_Цель задания:_
Продолжите текст о природе в философии Вл. Соловьева, начиная сразу после его последнего предложения.

_Цитируемый текст:_
-*-
Сергей Булгаков - Природа в философии Вл. Соловьева
Механический монизм философии естествознания опирается на одну общую и априорную предпосылку, которая не может быть доказана в науке, ибо сама ее обосновывает; это именно предположение непрерывной закономерности, проникающей собою всю вселенную, или единого космического механизма.
Исторически это убеждение зарождается в иудейско-христианском монотеизме, связано с верою в Единого Творца и Вседержителя единого мира. Эти религиозные корни науки иногда вскрываются и теперь. Так, например, Кристоф Зигварт прямо утверждает, что лишь монотеизм иудейской и христианской религии был почвой для идеи всеобъемлющей, исследующей единые законы науки[4].
Античный мир, если не считать отдельных философских течений, остается чужд этому универсальному механизированию жизни; тогда все было «полно богов», силы природы мыслились как боги; и он изнемогал от своего политеизма, становившегося полидемонизмом. Мир был как бы разделен на обособленные сферы, находящиеся в ведении отдельных демонов, и сам великий Пан, всебог, был только одним из многих.
-*-
_Записи:_
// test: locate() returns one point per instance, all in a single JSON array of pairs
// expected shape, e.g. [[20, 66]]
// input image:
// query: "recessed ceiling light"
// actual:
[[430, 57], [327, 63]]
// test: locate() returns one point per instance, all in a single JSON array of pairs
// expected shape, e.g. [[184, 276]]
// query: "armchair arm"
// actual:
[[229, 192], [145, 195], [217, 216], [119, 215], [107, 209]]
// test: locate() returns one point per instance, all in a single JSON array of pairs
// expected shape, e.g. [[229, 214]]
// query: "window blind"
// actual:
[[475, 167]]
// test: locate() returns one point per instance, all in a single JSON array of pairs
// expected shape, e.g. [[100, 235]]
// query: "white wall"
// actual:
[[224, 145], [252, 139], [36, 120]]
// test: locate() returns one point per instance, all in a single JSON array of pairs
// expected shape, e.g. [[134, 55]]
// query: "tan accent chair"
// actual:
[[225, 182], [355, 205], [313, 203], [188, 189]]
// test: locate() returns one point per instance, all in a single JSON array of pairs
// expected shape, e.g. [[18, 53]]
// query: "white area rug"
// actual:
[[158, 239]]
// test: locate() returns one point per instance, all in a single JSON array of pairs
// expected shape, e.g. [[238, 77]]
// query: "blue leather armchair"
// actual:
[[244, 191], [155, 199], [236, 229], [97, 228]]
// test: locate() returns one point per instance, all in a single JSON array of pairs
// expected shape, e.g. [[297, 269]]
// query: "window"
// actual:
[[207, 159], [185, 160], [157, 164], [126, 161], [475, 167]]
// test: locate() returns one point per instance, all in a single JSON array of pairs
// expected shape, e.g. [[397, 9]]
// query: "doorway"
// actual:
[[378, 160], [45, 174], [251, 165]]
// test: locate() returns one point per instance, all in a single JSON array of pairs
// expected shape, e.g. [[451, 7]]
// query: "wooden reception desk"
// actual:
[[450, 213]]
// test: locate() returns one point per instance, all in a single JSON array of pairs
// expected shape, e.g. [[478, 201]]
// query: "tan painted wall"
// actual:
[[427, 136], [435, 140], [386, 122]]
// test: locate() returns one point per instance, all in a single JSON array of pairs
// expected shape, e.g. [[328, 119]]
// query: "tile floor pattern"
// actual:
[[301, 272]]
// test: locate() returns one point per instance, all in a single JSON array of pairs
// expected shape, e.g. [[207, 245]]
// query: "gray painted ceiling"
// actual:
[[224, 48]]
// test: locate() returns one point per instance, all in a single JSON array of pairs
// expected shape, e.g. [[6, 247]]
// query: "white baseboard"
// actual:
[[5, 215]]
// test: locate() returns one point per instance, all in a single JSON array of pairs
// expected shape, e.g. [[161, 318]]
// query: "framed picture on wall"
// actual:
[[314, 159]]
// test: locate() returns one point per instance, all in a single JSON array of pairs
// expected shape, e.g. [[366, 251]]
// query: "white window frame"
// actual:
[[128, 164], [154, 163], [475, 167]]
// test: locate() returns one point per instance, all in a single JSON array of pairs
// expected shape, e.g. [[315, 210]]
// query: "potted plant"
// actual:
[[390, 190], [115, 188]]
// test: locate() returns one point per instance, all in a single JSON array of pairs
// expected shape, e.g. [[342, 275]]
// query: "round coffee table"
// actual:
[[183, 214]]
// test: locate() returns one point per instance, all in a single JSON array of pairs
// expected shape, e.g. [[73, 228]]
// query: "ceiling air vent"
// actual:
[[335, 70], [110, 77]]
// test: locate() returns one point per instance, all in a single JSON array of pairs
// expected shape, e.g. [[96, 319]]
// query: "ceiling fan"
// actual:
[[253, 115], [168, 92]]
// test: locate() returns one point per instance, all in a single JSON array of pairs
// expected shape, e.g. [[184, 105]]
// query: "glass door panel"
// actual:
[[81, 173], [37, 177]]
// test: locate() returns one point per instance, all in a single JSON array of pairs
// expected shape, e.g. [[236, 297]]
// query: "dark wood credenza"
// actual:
-*-
_Ответ ниже:_
Нужно было освободиться от этого полидемонизма, для того чтобы человечество могло вступить на путь систематического и последовательного овладения природой, и этот экзорцизм, изгнание демонов, совершен был христианством. Однако, изгоняя демонов, христианство не превратило мир в бездушный механизм; вместе с великим Паном еще не умерла природа, напротив, она приобщилась – через воплощение Слова и таинства Церкви – к новой, благодатной жизни, взамен прежней одержимости она получила обетования обожения и грядущего прославления. Христианство в своем цельном подлинном учении необходимо содержит в себе то, что Соловьев назвал религиозным материализмом и что утрачено в современном философском сознании. Но в этой утрате сказались уже влияния новейшей философии, так называемого рационализма, имеющего два образа: материализма и субъективного (трансцендентального) идеализма. Эта двойственность рационализма выразилась уже в изначальном противопоставлении отца этой философии Декарта: res cogitans, мир познания, и res extans, мир вещей. Произошел незримый, но ощутительный разрыв человека с природным миром, породивший это расщепление субъекта и объекта. Философия перестала рассматривать человека в природе и жизнь как она есть в реальной, нерассеченной действительности, она предстала лишь как мир отношений, а не сущностей, как механизм причин и следствий.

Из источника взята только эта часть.